[Entries from a dataset]
:::::

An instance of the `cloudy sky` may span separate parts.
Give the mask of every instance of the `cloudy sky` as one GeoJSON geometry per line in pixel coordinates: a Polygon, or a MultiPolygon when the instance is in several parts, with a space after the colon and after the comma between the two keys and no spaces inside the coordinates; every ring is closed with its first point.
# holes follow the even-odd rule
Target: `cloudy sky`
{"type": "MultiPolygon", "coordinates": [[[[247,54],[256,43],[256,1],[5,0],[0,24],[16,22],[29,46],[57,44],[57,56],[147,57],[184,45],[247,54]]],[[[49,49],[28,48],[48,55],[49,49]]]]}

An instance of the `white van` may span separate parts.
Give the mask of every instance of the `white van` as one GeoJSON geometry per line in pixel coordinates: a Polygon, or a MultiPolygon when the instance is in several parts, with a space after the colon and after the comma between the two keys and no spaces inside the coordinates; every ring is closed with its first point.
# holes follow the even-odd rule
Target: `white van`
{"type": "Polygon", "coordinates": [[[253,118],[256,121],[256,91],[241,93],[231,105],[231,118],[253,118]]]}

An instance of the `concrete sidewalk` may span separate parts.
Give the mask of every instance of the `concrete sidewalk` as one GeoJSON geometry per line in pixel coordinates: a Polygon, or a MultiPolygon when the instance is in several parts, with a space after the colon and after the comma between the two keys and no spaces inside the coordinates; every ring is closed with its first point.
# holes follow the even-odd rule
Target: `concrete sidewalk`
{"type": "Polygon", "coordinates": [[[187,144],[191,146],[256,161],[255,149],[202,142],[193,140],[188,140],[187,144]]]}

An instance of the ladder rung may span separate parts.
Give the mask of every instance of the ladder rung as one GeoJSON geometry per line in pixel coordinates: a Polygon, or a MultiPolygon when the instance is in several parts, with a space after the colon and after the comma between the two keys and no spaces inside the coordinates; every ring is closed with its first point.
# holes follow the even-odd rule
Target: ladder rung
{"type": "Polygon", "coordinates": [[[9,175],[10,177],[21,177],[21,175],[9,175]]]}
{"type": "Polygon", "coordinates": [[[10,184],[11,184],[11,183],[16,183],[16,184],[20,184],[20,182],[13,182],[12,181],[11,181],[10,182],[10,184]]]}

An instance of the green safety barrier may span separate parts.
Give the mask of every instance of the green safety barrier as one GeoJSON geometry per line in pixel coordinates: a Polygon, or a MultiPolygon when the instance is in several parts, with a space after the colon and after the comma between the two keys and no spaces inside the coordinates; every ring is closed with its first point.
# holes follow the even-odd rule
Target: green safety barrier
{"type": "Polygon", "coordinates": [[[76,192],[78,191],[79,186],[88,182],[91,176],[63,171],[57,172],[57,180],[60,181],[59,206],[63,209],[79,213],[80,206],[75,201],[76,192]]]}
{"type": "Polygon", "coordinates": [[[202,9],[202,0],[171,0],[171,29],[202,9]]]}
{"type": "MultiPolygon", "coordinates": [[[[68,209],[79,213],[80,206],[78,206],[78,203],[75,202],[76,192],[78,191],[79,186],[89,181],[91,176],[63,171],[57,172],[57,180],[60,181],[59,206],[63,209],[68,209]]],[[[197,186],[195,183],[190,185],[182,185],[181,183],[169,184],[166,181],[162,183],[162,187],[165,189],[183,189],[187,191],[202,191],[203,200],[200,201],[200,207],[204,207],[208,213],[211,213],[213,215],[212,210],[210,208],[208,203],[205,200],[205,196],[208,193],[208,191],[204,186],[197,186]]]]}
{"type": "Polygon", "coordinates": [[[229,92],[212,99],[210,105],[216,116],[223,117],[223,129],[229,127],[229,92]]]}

:::::

| Work instructions |
Every line of the data above should be reproduced word for word.

| Solved exercise |
An instance of the `cloudy sky` may span separate parts.
Give the mask of every instance of the `cloudy sky` as one GeoJSON geometry per line in pixel coordinates: a Polygon, or a MultiPolygon when the instance is in several parts, with a space after the colon and after the comma between the two keys and no spaces inside the coordinates; every ring is closed with its first point.
# holes follow the even-odd rule
Target: `cloudy sky`
{"type": "MultiPolygon", "coordinates": [[[[247,54],[256,43],[256,1],[5,0],[0,24],[16,22],[29,46],[57,44],[57,56],[147,57],[184,45],[247,54]]],[[[49,49],[28,48],[48,55],[49,49]]]]}

An instance of the `white van` may span separate parts.
Give the mask of every instance of the `white van` as one GeoJSON geometry per line in pixel coordinates: a Polygon, or a MultiPolygon when the instance is in several parts, with a space after the colon and after the comma between the two keys and no spaces inside the coordinates; every ring is closed with its first point.
# holes follow the even-odd rule
Target: `white van`
{"type": "Polygon", "coordinates": [[[253,118],[256,121],[256,91],[241,93],[231,105],[231,118],[253,118]]]}

An instance of the `concrete sidewalk` may span separate parts.
Give the mask of every instance of the `concrete sidewalk` as one GeoJSON geometry per line in pixel coordinates: a Polygon, or a MultiPolygon when the instance is in several parts, with a space after the colon and after the comma between the two keys and no spaces inside the coordinates; every ring is closed with its first point.
# holes follow the even-odd rule
Target: `concrete sidewalk`
{"type": "Polygon", "coordinates": [[[187,144],[191,146],[256,161],[255,149],[202,142],[193,140],[188,140],[187,144]]]}

An instance of the ladder rung may span separate parts.
Give the mask of every instance of the ladder rung as one GeoJSON geometry per line in pixel coordinates: a Polygon, or a MultiPolygon when the instance is in several parts, with a space after the colon and after the comma between the two keys and no spaces inside the coordinates; every ring is closed with its first point.
# holes follow the even-odd rule
Target: ladder rung
{"type": "Polygon", "coordinates": [[[9,175],[10,177],[21,177],[21,175],[9,175]]]}
{"type": "Polygon", "coordinates": [[[10,184],[11,184],[11,183],[16,183],[16,184],[20,184],[20,182],[13,182],[12,181],[11,181],[10,182],[10,184]]]}

An instance of the green safety barrier may span separate parts.
Give the mask of every instance of the green safety barrier as one GeoJSON geometry per line in pixel coordinates: a Polygon, or a MultiPolygon when the instance is in several parts, with a space after the colon and after the comma between the two keys and no spaces inside the coordinates; every ring is closed with its first point.
# holes follow the even-odd rule
Target: green safety barrier
{"type": "Polygon", "coordinates": [[[76,192],[78,191],[79,186],[88,182],[91,176],[63,171],[57,172],[57,180],[60,181],[59,206],[63,209],[79,213],[80,206],[75,201],[76,192]]]}
{"type": "Polygon", "coordinates": [[[202,9],[202,0],[171,0],[171,29],[202,9]]]}
{"type": "MultiPolygon", "coordinates": [[[[68,209],[79,213],[80,206],[78,206],[78,203],[75,202],[76,192],[78,191],[79,186],[89,181],[91,176],[63,171],[57,172],[57,180],[60,181],[59,206],[63,209],[68,209]]],[[[197,186],[195,183],[190,185],[182,185],[181,183],[169,184],[166,181],[162,183],[162,187],[165,189],[183,189],[187,191],[202,191],[203,200],[200,201],[200,207],[204,207],[208,213],[211,213],[213,215],[212,210],[210,208],[208,203],[205,200],[205,196],[208,193],[208,191],[204,186],[197,186]]]]}
{"type": "Polygon", "coordinates": [[[229,92],[212,99],[210,105],[216,116],[223,117],[223,129],[229,127],[229,92]]]}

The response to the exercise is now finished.